(Aim of the exercise) Render the lines below as a JSON list of strings, one string per line, skipping blank lines. Leave the images out of the answer.

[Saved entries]
□ □ □ □ □

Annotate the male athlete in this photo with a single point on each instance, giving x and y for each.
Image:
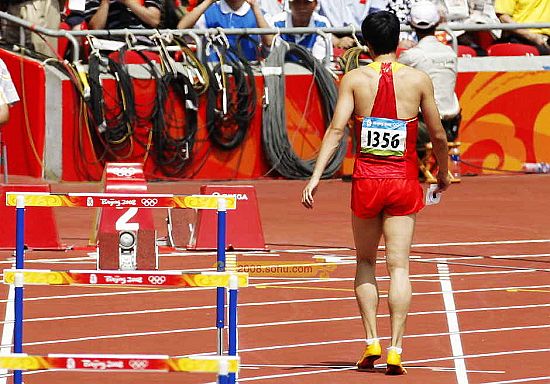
(385, 97)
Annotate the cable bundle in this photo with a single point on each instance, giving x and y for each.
(277, 146)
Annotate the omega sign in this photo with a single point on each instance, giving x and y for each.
(239, 196)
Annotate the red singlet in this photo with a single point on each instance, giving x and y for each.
(385, 174)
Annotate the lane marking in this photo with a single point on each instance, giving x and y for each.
(452, 322)
(545, 379)
(406, 363)
(309, 288)
(528, 290)
(267, 303)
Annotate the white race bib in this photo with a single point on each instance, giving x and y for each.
(383, 137)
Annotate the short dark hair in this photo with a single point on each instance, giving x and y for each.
(381, 31)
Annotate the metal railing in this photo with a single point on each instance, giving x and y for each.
(196, 34)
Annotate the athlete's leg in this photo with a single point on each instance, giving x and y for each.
(366, 233)
(398, 233)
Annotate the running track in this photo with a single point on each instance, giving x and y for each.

□ □ □ □ □

(Exercise response)
[
  "Annotate the male athlete in this photo with a single point on each instance, giving x and y for each.",
  "Image:",
  "(385, 97)",
  "Annotate the cable bundle in this photo with a single point on each instance, giving x and y for each.",
  "(277, 146)",
  "Annotate the omega sign in this photo with a single point on each instance, giving x and y for each.",
  "(239, 196)",
  "Annotate the red singlet in this photo with a single point on each instance, giving x and y for each.",
  "(385, 174)",
  "Annotate the lane marking in this photo with a single point on each instance, giving x and y for each.",
  "(452, 322)",
  "(545, 379)",
  "(406, 363)",
  "(309, 288)",
  "(528, 290)",
  "(267, 303)",
  "Annotate the white race bib in this photo with a single point on each instance, giving x and y for each.",
  "(383, 137)",
  "Annotate the short dark hair in this photo with a single point on each instance, giving x and y for each.",
  "(381, 31)",
  "Annotate the metal railing in this photo with a single point on each instance, giving x and y for each.",
  "(196, 34)",
  "Annotate the athlete's leg in this photo with a single point on each instance, giving x and y for each.",
  "(366, 233)",
  "(398, 233)",
  "Annotate the running track in this photo with a single point on each instance, giving x and y for each."
]